Did anybody else think of the arcade videogame Berserk when they heard the alien sounds?

I thought of Disney World’s “Main Street Electrical Parade” announcer voice.

ChristopherLBennett
1 year ago

@63/jofesh: “It also seems like they are hinting at a love triangle with Kirk, La’an, and Uhura.”

Huh? I didn’t get any sense that Kirk and Uhura’s interaction was anything other than professional.

 

@65/Eduardo: “a stark contrast to his almost insular personality with the Jeffrey Hunter version literally avoiding the other passengers as he bolted to his quarters.”

People tend to assume that the way Pike acted in “The Cage” was supposed to be his normal personality, but we were seeing him at his lowest point there, a time when he was depressed and on the verge of giving up. We can’t assume that would be the way he’d act under more normal circumstances, any more than the closed-off, unmotivated way Ben Sisko acted in most of “Emissary” was the same as his behavior in the rest of the series.

▶ [Set task 1]: Copy out the records from the line holding "Where can the white fascia" through the line holding "x=373, y=48", inclusive.
The records have no connection to the comment thread.

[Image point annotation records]
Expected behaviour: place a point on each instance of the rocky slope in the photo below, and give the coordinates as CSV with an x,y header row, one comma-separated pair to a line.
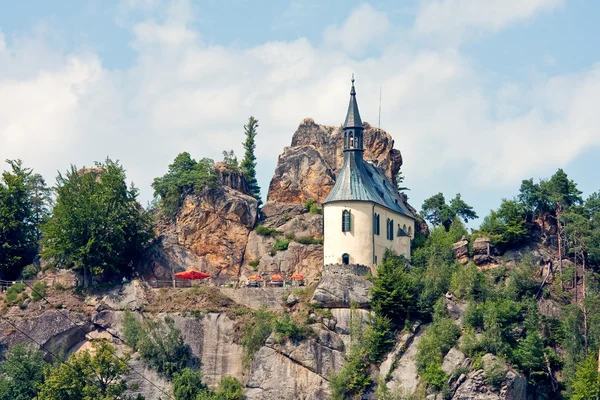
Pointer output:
x,y
215,230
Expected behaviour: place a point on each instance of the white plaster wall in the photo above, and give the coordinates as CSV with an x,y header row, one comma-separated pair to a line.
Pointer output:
x,y
360,242
401,245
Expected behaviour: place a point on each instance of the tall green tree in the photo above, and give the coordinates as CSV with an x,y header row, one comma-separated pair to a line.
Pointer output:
x,y
87,376
97,225
185,176
437,212
17,220
21,373
248,163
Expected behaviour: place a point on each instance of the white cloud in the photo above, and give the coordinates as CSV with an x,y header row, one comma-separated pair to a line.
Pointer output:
x,y
183,95
363,27
458,17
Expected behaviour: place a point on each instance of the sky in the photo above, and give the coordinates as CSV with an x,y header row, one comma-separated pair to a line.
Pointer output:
x,y
477,94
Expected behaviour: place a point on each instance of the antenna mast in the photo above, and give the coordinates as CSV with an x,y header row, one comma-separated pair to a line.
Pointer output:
x,y
379,122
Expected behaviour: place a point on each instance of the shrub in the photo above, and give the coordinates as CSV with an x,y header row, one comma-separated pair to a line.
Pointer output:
x,y
159,343
308,240
281,245
266,231
287,329
315,209
256,332
308,204
187,384
29,271
39,291
494,372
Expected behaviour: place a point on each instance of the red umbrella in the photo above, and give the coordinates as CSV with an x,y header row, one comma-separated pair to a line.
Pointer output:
x,y
192,275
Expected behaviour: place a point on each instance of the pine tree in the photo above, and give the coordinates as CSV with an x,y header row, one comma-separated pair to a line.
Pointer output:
x,y
248,164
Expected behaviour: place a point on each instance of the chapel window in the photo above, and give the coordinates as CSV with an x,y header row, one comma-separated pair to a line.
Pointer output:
x,y
346,221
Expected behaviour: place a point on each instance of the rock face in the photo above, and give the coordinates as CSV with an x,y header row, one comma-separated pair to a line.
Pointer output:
x,y
307,169
295,370
473,386
343,285
209,233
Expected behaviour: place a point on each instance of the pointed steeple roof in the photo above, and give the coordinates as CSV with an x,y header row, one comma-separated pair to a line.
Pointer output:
x,y
353,116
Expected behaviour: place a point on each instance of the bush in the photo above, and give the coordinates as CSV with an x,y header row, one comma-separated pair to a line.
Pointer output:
x,y
315,209
39,291
159,343
265,231
494,372
281,245
29,272
287,329
256,332
308,240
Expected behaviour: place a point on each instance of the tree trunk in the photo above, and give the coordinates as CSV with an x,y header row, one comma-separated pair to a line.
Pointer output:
x,y
585,322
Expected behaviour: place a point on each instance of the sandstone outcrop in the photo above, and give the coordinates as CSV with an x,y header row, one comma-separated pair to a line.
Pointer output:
x,y
307,169
343,285
209,233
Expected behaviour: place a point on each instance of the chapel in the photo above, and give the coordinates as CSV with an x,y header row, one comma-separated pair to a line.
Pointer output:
x,y
363,214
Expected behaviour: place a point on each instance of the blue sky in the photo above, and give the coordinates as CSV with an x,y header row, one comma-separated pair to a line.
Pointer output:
x,y
478,95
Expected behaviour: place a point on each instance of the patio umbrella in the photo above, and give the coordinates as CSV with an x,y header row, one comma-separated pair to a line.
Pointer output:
x,y
192,275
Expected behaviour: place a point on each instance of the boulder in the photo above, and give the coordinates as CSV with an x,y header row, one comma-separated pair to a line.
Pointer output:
x,y
513,386
341,285
461,251
209,233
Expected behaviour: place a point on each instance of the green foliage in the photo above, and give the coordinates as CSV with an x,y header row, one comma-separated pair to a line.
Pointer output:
x,y
495,372
97,224
508,226
287,329
187,384
353,379
586,382
308,240
248,164
440,338
21,373
185,176
39,291
159,343
230,161
434,376
18,224
395,290
469,283
29,272
281,244
256,332
266,231
437,212
86,376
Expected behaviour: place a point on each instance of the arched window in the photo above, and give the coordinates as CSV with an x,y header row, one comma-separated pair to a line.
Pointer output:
x,y
376,224
346,221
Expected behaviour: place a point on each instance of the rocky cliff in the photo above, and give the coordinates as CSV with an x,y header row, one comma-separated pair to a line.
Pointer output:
x,y
215,230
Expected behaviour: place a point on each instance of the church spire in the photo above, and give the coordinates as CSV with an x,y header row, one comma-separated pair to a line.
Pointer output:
x,y
353,116
353,130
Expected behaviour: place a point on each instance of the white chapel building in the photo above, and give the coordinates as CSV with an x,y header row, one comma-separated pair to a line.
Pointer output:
x,y
363,214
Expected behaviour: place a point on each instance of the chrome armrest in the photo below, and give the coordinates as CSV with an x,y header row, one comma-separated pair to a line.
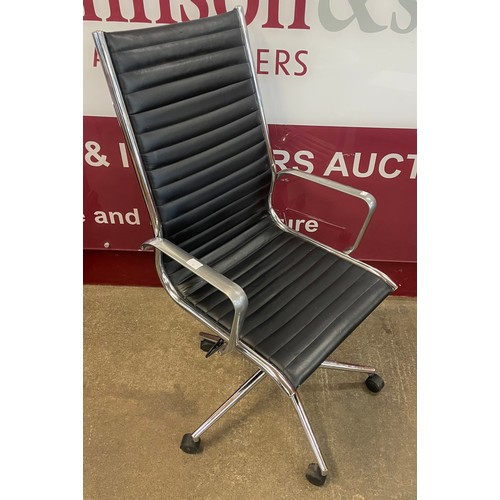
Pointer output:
x,y
234,292
365,196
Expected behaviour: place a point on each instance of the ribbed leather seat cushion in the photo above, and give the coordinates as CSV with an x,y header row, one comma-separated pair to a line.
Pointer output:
x,y
191,101
303,300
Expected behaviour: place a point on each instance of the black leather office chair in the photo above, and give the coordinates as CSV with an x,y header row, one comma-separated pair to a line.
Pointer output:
x,y
187,100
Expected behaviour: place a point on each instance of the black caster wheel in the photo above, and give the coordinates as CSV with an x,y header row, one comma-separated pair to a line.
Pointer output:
x,y
189,445
206,345
314,475
375,383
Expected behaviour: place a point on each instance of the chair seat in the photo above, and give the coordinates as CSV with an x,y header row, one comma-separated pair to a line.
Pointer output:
x,y
303,300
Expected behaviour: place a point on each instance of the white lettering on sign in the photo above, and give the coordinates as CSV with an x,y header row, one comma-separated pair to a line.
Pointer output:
x,y
310,226
282,158
131,218
389,166
93,157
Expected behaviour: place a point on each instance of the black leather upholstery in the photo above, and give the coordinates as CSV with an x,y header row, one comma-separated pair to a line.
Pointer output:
x,y
303,300
192,104
191,101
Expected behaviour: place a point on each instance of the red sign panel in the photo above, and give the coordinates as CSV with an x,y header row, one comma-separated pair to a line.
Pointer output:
x,y
380,161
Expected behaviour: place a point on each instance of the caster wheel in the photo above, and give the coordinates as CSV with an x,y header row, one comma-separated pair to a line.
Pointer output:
x,y
314,475
206,345
189,445
375,383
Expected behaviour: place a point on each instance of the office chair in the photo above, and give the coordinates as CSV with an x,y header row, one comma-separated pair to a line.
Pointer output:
x,y
187,100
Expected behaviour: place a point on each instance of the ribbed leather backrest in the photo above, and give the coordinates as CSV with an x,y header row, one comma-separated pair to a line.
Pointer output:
x,y
191,101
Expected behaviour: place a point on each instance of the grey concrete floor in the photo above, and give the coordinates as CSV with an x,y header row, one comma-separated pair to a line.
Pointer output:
x,y
146,383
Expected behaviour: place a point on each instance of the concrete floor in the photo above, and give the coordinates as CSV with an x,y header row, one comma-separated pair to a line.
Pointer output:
x,y
146,383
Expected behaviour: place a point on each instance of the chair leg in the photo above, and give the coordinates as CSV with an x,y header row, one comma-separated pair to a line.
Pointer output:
x,y
347,367
316,472
374,382
191,442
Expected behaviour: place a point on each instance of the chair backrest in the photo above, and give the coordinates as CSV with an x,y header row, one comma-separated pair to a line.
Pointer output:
x,y
192,102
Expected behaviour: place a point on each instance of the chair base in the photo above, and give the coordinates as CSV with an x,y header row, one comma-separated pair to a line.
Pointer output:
x,y
317,472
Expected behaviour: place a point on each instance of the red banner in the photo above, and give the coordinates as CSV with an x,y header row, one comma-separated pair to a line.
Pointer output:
x,y
378,160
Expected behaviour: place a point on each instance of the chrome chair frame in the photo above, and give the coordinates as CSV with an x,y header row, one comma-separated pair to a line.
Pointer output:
x,y
317,472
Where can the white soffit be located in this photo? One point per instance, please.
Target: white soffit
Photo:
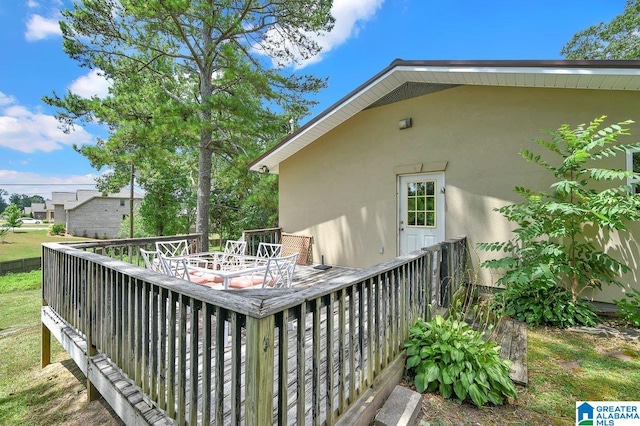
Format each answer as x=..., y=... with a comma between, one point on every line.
x=551, y=77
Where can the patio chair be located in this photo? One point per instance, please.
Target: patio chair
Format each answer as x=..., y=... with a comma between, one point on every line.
x=278, y=274
x=231, y=257
x=151, y=260
x=173, y=248
x=269, y=250
x=178, y=267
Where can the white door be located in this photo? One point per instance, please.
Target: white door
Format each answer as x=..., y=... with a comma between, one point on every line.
x=421, y=211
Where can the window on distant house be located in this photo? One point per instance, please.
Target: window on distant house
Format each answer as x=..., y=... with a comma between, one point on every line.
x=633, y=164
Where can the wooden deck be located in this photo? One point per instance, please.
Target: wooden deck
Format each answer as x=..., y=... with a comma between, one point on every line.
x=161, y=350
x=102, y=372
x=511, y=335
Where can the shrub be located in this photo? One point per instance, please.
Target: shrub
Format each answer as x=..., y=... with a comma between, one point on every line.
x=629, y=309
x=540, y=302
x=57, y=229
x=449, y=357
x=549, y=250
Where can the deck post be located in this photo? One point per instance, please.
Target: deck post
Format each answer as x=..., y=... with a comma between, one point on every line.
x=259, y=371
x=92, y=392
x=45, y=343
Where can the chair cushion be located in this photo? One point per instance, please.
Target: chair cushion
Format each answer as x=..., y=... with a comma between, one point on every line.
x=246, y=281
x=207, y=277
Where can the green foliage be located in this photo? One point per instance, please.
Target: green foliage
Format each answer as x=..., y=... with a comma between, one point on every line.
x=549, y=248
x=12, y=215
x=3, y=202
x=57, y=229
x=618, y=39
x=4, y=231
x=205, y=79
x=20, y=281
x=543, y=302
x=139, y=227
x=629, y=308
x=449, y=357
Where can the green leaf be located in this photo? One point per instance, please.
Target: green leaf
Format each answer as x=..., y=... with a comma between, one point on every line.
x=446, y=390
x=461, y=390
x=432, y=372
x=421, y=383
x=413, y=361
x=477, y=395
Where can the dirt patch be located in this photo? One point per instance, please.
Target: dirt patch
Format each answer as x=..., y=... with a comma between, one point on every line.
x=70, y=403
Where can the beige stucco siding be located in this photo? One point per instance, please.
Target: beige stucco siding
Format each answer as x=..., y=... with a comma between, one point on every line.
x=342, y=188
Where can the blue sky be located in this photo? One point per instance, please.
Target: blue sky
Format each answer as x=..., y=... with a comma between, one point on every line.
x=36, y=157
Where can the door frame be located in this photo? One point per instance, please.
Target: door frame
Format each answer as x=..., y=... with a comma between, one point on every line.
x=439, y=176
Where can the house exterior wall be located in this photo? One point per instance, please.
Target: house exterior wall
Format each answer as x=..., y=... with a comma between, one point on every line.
x=98, y=216
x=59, y=214
x=342, y=188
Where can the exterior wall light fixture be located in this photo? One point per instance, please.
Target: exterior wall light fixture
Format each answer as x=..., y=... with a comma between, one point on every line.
x=404, y=124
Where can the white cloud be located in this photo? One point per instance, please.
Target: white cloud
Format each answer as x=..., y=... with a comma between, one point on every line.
x=6, y=99
x=350, y=16
x=39, y=27
x=91, y=84
x=26, y=131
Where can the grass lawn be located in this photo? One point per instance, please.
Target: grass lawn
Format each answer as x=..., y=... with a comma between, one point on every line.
x=30, y=395
x=26, y=242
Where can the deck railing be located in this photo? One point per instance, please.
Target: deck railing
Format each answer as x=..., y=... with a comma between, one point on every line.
x=290, y=356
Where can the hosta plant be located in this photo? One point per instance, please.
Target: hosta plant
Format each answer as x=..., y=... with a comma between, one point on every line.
x=449, y=357
x=556, y=241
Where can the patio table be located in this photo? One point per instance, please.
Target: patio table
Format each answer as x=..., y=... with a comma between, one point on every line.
x=239, y=267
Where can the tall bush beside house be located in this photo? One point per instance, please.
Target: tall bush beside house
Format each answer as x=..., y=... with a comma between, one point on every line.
x=447, y=356
x=550, y=261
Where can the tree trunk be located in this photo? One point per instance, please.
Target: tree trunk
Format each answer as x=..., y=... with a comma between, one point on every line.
x=204, y=185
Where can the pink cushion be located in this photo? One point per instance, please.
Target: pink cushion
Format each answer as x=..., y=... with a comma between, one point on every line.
x=207, y=277
x=245, y=281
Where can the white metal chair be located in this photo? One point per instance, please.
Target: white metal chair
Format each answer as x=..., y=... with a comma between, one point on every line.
x=232, y=256
x=151, y=260
x=269, y=250
x=278, y=274
x=173, y=248
x=174, y=266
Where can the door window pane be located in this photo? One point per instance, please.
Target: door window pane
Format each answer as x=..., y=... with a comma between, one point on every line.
x=421, y=203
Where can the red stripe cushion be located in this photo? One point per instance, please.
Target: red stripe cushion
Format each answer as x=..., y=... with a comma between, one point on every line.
x=245, y=281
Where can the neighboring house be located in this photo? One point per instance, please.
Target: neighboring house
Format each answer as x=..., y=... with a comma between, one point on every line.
x=57, y=205
x=89, y=213
x=39, y=211
x=353, y=177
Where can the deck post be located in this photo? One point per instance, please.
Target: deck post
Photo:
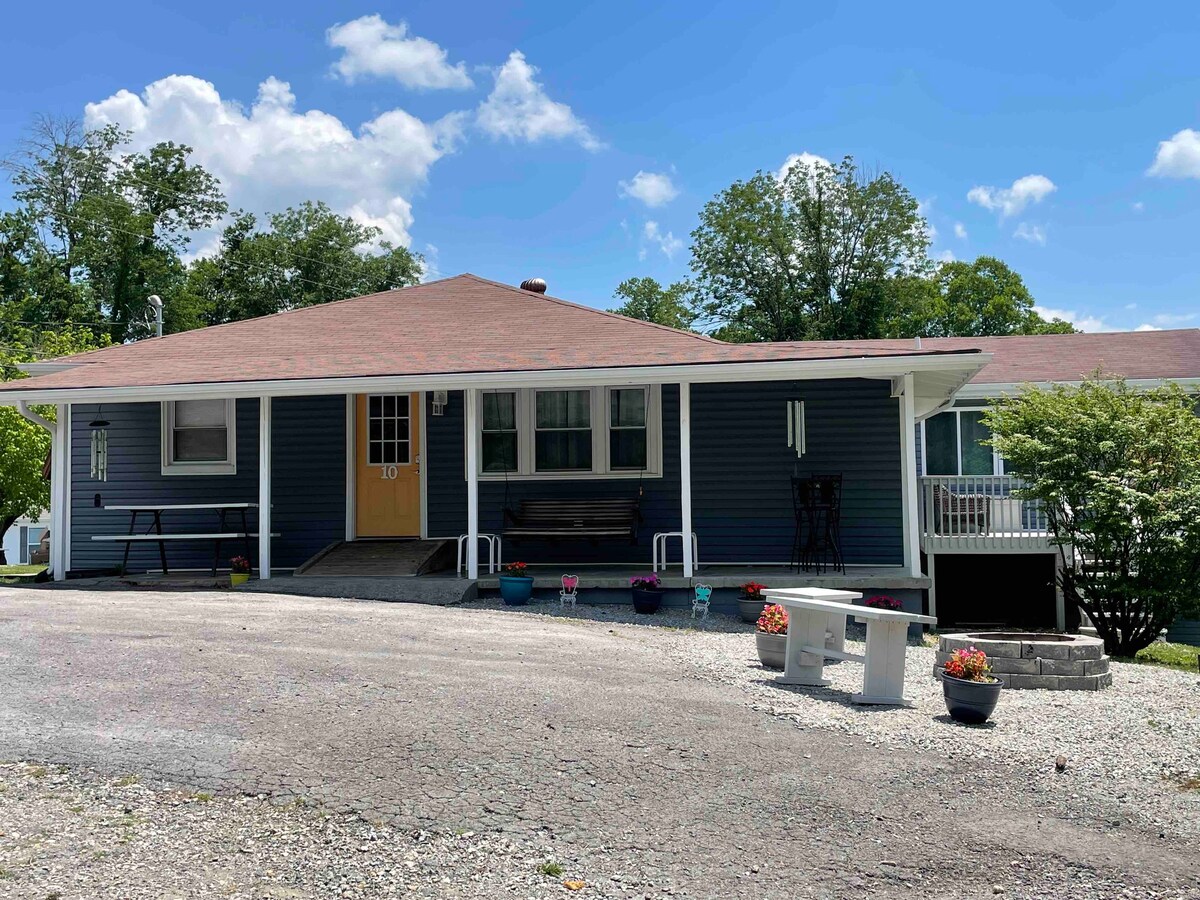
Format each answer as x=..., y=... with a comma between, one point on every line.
x=264, y=489
x=472, y=427
x=685, y=477
x=909, y=477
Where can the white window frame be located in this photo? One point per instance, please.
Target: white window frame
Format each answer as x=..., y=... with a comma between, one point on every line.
x=527, y=412
x=997, y=461
x=217, y=467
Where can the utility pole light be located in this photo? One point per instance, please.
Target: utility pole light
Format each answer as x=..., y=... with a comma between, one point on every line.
x=156, y=305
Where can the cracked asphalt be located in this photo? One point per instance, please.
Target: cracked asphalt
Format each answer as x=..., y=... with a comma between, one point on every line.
x=586, y=735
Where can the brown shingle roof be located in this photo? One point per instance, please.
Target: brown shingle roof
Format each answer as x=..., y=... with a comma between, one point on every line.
x=455, y=325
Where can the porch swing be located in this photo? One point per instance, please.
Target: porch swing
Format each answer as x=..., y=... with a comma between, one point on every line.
x=591, y=519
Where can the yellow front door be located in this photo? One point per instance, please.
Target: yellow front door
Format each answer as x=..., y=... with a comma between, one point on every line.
x=389, y=466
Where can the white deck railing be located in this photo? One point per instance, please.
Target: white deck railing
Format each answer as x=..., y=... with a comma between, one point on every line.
x=977, y=514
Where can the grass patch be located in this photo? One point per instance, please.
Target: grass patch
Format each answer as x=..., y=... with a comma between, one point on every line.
x=1170, y=655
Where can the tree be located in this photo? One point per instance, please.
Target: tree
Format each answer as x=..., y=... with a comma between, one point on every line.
x=307, y=255
x=23, y=444
x=967, y=300
x=648, y=300
x=808, y=256
x=1117, y=473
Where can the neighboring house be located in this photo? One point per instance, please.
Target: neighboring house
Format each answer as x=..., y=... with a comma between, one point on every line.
x=23, y=539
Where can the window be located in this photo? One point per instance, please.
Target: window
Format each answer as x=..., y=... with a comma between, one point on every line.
x=627, y=427
x=563, y=431
x=499, y=431
x=388, y=442
x=198, y=437
x=954, y=445
x=579, y=432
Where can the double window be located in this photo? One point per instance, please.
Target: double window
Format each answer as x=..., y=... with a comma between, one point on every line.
x=570, y=432
x=199, y=437
x=954, y=445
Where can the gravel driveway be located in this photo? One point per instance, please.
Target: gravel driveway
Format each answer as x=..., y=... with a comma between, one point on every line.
x=645, y=761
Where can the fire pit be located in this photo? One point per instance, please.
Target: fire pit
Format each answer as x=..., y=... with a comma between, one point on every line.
x=1024, y=659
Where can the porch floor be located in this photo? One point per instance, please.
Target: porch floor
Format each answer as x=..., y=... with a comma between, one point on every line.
x=868, y=577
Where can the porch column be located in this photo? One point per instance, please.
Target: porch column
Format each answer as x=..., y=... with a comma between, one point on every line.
x=264, y=487
x=472, y=426
x=909, y=477
x=685, y=475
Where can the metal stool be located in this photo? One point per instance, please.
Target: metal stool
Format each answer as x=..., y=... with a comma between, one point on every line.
x=493, y=552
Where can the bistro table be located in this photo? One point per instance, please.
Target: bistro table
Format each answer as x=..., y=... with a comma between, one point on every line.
x=815, y=612
x=154, y=533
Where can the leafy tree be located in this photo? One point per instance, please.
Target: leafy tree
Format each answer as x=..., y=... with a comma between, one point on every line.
x=808, y=256
x=23, y=444
x=648, y=300
x=1117, y=472
x=306, y=256
x=967, y=300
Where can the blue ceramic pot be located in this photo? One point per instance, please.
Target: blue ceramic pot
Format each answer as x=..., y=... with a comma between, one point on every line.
x=516, y=589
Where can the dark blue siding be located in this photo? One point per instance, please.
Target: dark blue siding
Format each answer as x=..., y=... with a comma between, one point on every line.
x=742, y=471
x=309, y=471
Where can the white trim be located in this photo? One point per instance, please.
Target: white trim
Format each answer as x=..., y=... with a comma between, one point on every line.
x=696, y=373
x=352, y=471
x=689, y=563
x=472, y=425
x=264, y=489
x=173, y=467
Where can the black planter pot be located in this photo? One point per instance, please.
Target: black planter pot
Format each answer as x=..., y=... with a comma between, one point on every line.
x=647, y=601
x=970, y=702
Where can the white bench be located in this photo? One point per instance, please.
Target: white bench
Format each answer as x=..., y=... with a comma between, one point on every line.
x=815, y=612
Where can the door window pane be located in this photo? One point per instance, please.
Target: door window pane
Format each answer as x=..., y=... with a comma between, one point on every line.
x=976, y=455
x=942, y=444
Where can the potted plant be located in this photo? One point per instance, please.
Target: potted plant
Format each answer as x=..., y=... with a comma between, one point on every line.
x=880, y=603
x=771, y=636
x=516, y=583
x=751, y=603
x=239, y=571
x=647, y=592
x=970, y=688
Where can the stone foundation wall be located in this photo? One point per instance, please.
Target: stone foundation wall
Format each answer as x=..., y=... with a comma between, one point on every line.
x=1078, y=664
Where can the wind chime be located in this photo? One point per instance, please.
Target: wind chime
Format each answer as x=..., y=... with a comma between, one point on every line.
x=99, y=445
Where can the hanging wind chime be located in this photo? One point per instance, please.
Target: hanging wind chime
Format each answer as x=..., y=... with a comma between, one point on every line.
x=99, y=445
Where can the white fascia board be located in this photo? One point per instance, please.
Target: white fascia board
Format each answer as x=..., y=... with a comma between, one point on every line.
x=997, y=389
x=965, y=365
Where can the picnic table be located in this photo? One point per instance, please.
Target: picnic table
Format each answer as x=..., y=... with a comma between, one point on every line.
x=813, y=613
x=155, y=534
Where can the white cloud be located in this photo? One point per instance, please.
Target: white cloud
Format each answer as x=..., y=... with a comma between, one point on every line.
x=1177, y=157
x=805, y=159
x=1083, y=322
x=654, y=189
x=1011, y=201
x=274, y=155
x=1031, y=233
x=667, y=243
x=519, y=109
x=373, y=48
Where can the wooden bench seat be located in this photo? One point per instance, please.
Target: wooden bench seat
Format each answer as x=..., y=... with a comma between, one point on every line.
x=592, y=520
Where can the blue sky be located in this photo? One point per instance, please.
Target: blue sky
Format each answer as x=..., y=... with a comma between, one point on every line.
x=421, y=119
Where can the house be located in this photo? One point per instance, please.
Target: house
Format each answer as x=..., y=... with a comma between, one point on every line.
x=989, y=556
x=430, y=411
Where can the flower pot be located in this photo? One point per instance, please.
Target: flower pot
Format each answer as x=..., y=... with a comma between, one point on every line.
x=750, y=610
x=646, y=600
x=771, y=648
x=516, y=589
x=970, y=702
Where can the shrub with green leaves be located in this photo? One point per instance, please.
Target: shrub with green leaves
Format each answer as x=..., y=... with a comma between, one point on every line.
x=1117, y=472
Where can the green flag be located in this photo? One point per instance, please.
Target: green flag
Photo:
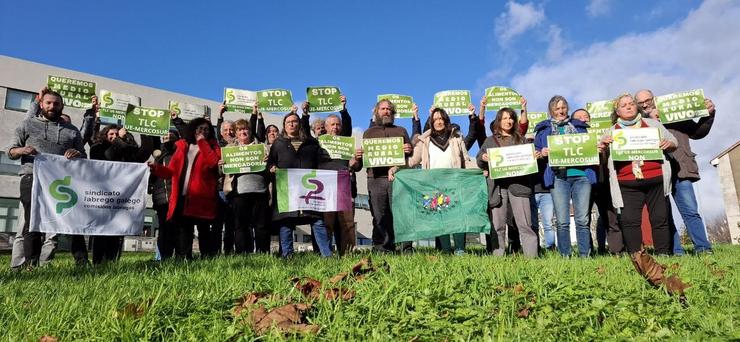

▶ [Set task 2]: Decide whether each statement agrees with the comment thread, answering yes or no and quoting the words from it that settle the matter. (a) One commenter saw the interaction between Kirk and Uhura as purely professional. (b) Pike in "The Cage" is described as being at his lowest point. (c) Ben Sisko is described as closed-off and unmotivated throughout the whole series.

▶ [Worked answer 1]:
Where can the white fascia board be located in this photo? One point per instance, please.
Target: white fascia board
Format each answer as x=..., y=... with a comma between, one point on every line.
x=997, y=389
x=965, y=365
Where can the picnic table be located in this photo? One point per instance, please.
Target: picnic table
Format each answer as x=..., y=... with a comma between, one point on every line.
x=813, y=613
x=155, y=534
Where can the white cloud be located in this photo? One point per instance, please.
Target: white cloud
Format each answer as x=..., y=... with a comma between, one point on every line.
x=1177, y=157
x=805, y=159
x=1083, y=322
x=654, y=189
x=1011, y=201
x=274, y=155
x=1031, y=233
x=667, y=243
x=519, y=109
x=373, y=48

▶ [Worked answer 2]:
(a) Yes: "I didn’t get any sense that Kirk and Uhura’s interaction was anything other than professional."
(b) Yes: "we were seeing him at his lowest point there"
(c) No: "the closed-off, unmotivated way Ben Sisko acted in most of “Emissary” was the same as his behavior in the rest of the series"